Please print the entries below exactly, from the line with "like (95, 879)." through the line with "like (600, 921).", including both of those lines and leaving out all others.

--- START ---

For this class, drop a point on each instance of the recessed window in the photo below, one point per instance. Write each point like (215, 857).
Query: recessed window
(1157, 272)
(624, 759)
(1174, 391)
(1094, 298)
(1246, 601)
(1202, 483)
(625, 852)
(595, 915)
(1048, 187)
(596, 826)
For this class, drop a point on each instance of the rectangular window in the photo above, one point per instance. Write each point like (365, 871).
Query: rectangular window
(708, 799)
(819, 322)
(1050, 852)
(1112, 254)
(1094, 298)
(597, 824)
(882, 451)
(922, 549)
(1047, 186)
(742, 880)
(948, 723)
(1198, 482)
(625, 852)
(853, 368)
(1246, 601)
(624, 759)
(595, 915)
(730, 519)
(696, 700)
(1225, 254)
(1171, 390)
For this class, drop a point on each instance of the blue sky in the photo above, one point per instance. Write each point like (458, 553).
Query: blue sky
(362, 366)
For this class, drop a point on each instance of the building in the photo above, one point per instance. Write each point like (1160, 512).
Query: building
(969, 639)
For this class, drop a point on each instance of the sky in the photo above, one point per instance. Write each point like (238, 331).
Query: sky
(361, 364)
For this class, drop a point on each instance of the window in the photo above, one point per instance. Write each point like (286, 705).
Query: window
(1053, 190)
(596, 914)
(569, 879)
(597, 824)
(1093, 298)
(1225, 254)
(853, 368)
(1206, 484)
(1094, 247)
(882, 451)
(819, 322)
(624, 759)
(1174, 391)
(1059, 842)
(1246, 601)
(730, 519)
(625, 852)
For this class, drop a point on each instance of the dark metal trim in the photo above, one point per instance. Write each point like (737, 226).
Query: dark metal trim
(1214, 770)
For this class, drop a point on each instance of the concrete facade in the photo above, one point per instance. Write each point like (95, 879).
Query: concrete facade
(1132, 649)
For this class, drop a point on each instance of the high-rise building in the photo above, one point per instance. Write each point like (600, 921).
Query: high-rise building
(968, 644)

--- END ---

§ **Reply**:
For this class, drop a point on each instance of the concrete facade in the photo above, one point per instance. Write each point like (95, 879).
Query: concrete facade
(1132, 649)
For this class, drop a point on each instance of the high-rise building in the photo above, one point per instance. Write each point like (600, 921).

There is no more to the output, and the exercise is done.